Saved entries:
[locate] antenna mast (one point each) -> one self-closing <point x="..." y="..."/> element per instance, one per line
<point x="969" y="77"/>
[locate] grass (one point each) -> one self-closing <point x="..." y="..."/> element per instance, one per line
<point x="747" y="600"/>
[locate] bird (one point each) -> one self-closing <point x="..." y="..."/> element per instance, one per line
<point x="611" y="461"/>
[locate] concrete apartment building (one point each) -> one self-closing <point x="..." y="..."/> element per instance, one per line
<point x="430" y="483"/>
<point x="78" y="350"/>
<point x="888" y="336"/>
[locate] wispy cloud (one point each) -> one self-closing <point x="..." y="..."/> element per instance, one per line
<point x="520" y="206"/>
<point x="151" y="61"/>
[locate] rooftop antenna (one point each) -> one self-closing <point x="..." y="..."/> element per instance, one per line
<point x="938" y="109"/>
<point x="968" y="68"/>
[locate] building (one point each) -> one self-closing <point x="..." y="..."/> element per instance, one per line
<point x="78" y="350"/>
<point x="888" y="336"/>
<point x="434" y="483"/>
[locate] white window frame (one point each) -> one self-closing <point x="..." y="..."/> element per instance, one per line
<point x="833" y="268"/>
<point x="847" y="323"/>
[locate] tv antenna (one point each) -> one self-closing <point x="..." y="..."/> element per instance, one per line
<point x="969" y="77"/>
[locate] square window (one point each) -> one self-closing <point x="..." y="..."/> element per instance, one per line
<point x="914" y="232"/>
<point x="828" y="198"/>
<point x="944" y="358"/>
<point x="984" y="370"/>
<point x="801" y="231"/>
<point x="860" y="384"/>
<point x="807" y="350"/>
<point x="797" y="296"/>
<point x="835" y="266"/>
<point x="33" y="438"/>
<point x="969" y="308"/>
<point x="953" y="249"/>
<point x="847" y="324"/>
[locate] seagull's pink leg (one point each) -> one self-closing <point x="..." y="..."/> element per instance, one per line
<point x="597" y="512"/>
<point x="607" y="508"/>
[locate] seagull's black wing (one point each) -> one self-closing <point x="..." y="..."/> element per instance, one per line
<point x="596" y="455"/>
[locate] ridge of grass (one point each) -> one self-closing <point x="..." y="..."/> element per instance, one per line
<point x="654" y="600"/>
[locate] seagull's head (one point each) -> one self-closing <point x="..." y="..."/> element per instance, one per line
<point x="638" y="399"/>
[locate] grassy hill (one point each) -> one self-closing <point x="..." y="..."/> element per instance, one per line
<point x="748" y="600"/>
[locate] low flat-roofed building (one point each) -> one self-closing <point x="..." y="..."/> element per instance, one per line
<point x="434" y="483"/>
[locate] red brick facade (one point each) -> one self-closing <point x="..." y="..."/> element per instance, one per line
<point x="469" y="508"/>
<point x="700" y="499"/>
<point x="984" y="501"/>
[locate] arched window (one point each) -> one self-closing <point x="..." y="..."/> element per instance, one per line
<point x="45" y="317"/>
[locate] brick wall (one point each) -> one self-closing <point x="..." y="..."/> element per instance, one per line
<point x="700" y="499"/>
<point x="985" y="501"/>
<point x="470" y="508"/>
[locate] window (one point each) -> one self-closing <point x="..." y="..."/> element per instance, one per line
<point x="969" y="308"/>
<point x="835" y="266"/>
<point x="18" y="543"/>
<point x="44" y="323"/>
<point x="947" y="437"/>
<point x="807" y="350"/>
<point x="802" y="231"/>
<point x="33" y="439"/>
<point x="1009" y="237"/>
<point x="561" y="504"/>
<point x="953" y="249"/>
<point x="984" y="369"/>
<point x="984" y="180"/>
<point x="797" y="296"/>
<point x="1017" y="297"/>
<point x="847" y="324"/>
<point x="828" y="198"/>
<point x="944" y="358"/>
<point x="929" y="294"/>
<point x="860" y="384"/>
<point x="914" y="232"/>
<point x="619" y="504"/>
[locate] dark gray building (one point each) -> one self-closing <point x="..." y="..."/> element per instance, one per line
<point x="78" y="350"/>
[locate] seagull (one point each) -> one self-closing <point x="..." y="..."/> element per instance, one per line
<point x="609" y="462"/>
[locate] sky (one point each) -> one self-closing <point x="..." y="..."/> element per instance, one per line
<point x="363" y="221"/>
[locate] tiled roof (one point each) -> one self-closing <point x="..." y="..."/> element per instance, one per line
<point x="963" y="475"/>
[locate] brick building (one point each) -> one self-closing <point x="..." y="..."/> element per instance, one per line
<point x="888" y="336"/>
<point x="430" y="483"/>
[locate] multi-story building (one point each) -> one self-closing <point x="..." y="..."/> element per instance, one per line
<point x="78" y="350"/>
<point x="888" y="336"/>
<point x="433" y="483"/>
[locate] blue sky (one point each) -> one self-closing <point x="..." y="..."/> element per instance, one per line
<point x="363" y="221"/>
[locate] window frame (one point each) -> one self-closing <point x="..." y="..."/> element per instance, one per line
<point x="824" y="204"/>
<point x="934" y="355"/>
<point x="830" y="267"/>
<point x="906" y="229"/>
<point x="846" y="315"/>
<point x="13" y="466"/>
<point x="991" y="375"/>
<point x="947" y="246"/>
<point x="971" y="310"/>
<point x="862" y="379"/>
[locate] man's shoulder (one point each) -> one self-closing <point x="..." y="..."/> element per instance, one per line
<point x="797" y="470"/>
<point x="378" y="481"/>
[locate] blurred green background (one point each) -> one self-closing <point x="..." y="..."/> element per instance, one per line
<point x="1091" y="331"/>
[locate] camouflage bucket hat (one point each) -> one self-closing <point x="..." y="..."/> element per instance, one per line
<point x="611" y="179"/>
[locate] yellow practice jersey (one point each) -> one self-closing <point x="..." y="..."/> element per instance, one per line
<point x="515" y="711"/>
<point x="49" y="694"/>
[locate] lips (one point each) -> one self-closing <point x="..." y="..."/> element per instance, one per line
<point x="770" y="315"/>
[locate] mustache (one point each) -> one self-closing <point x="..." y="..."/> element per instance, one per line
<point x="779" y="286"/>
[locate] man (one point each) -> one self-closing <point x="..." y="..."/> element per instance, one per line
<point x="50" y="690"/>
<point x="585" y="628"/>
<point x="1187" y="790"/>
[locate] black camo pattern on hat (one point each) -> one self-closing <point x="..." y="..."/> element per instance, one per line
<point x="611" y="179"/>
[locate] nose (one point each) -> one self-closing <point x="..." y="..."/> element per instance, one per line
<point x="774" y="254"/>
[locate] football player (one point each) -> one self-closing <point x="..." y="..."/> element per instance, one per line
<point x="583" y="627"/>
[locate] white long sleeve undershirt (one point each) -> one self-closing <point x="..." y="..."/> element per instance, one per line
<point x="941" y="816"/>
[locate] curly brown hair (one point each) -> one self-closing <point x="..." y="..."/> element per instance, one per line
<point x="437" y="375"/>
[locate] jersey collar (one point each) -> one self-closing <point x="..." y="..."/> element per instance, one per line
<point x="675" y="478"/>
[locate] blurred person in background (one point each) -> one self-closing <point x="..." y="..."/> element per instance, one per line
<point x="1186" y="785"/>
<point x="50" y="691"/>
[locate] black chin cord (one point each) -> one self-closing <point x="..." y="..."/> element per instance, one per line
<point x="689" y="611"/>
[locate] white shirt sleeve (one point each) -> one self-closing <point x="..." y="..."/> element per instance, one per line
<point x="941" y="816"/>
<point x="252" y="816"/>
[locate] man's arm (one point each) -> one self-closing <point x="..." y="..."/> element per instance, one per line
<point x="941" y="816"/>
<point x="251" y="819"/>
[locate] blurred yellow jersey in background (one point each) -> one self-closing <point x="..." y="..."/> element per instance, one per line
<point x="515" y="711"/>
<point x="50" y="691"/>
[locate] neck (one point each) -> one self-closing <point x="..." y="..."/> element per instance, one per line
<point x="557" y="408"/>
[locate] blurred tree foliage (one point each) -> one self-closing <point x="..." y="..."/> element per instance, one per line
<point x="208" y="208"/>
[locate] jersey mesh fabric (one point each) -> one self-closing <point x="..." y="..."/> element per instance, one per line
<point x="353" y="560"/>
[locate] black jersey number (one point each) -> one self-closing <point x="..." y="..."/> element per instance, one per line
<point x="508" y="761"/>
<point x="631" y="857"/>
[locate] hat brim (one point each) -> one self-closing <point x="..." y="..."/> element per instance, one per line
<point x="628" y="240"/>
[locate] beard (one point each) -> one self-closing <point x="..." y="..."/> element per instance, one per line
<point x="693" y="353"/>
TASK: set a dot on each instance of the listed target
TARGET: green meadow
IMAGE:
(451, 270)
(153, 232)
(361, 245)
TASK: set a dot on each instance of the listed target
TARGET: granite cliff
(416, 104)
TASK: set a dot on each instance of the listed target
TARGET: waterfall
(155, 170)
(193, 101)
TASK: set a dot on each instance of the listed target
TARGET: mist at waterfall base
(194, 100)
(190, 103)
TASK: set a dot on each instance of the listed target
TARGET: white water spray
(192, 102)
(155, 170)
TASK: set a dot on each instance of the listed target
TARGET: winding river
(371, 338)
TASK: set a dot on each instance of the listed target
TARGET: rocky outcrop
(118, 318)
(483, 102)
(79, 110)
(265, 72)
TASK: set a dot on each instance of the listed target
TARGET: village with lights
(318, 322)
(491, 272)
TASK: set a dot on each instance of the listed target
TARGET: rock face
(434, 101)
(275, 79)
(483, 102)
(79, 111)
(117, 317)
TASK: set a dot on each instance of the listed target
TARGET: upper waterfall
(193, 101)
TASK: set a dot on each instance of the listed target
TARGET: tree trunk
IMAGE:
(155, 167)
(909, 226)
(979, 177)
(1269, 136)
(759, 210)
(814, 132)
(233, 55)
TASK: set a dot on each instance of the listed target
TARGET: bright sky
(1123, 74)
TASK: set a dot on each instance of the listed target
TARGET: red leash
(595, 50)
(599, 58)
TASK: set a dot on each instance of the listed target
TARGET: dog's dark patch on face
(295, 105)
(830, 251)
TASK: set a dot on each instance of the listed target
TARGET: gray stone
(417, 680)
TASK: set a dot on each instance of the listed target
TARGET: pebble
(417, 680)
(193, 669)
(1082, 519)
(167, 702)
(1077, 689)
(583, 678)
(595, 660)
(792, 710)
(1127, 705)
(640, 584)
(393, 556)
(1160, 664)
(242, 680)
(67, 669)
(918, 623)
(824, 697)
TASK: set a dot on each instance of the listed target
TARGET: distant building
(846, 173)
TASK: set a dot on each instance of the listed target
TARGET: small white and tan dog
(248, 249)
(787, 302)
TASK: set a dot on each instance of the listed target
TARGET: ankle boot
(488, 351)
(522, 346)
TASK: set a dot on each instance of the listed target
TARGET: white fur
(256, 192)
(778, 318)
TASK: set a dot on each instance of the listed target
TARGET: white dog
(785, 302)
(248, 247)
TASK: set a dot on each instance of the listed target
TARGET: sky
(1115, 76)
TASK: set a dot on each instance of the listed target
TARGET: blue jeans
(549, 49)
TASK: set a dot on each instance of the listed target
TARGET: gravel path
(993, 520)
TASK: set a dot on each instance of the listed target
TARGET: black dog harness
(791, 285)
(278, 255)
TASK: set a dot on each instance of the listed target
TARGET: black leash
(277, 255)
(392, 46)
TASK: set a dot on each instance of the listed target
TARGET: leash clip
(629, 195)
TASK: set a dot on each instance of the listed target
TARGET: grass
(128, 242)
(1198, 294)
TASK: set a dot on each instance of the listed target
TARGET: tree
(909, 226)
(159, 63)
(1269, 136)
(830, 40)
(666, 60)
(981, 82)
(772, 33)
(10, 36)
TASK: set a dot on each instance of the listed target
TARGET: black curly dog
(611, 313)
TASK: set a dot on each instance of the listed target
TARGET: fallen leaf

** Instructions for the task **
Only the lines from the one containing "TARGET: black dog harness" through the end of the records above belong in the answer, each exactly as written.

** Answer to the exercise **
TARGET: black dog harness
(791, 285)
(278, 255)
TASK: set a dot on each instance of the listed target
TARGET: black leash
(277, 255)
(392, 46)
TASK: set a dot on each instance of the listed target
TARGET: leash clip
(629, 195)
TASK: set a dot on each instance of the listed target
TARGET: grass
(128, 242)
(1198, 294)
TASK: set a dot on each instance of the listed target
TARGET: tree
(909, 226)
(159, 63)
(1269, 136)
(830, 40)
(666, 60)
(981, 82)
(772, 33)
(10, 36)
TASK: set a dot on each instance of the listed target
TARGET: black curly dog
(611, 313)
TASK: set a dot on each instance of the listed target
TARGET: fallen leaf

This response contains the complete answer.